Goal:
Arrange all of the rows below as a two-column CSV with the columns "query" and "box". Give one line for each row, with its text and its answer each in a single quoted field and any line breaks replaced by spaces.

Source material:
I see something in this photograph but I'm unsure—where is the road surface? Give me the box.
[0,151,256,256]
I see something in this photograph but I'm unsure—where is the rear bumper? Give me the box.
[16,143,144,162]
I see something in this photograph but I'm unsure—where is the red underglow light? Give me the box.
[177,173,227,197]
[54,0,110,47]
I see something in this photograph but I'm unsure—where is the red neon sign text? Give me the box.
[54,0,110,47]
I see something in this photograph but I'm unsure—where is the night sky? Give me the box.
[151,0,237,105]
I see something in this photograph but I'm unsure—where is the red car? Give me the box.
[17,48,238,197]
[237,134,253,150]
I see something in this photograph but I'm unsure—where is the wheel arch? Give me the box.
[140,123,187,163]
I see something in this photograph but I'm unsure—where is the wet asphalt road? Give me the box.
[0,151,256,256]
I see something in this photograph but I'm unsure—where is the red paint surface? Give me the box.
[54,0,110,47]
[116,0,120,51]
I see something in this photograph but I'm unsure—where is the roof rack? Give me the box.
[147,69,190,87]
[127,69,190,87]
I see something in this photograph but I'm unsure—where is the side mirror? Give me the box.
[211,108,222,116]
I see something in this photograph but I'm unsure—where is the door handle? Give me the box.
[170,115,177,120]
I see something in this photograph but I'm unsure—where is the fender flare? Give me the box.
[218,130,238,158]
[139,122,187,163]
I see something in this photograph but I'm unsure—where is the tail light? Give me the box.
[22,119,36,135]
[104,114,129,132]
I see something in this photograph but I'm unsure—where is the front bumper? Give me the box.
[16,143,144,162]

Written solution:
query,box
"I see something in this photograph but I'm unsure—where is the road surface? Give me the box.","[0,151,256,256]"
"I see something in this photograph but I'm unsure—where is the rear bumper? Give me the box.","[16,143,144,162]"
"I see something in this photograph but I'm unsure—where is the red underglow light? Give me the box.","[177,173,227,197] [54,0,110,47]"
"I see something in this photograph but I'm unsure—where is the red neon sign text? Give me the box.","[54,0,110,47]"
"I see something in this photograph but I'm unsure—where is the night sky? Give me the box.","[151,0,237,105]"
"I see something in this photograph but I'm unsure—where is the red car? Give me the box.","[17,48,238,197] [237,134,253,150]"
"I see something in this photograph but I'm unsure—where is the wheel arch? Give me the box.","[140,123,187,163]"
"I see something in this photograph but I'm unsure—where is the wet asphalt road? Give me the box.","[0,151,256,256]"
"I see something in this photograph but I'm unsure—where is the red paint surface? Give me the box.","[54,0,110,47] [116,0,120,51]"
"I see something in this photograph but I'm unsure—where is the roof rack? Give me the box.","[147,69,190,87] [127,69,190,87]"
"I see something in this photograph but I'm unsure—where is the side mirror? Give me the box.","[211,108,222,116]"
"I see something in this photograph but I'm unsure—where is the door handle? Give me the box.","[170,115,177,120]"
"I see something in this photograph but I'm unsure—where is the fender flare? Give me the box.","[218,130,238,158] [139,122,187,163]"
"I see something in this photograph but I'm unsure—where is the tail light? Give me the box.","[22,119,36,135] [104,114,129,132]"
"I see something in this photograph but I'm unsure—where is the front bumper? Give me the box.","[16,143,144,162]"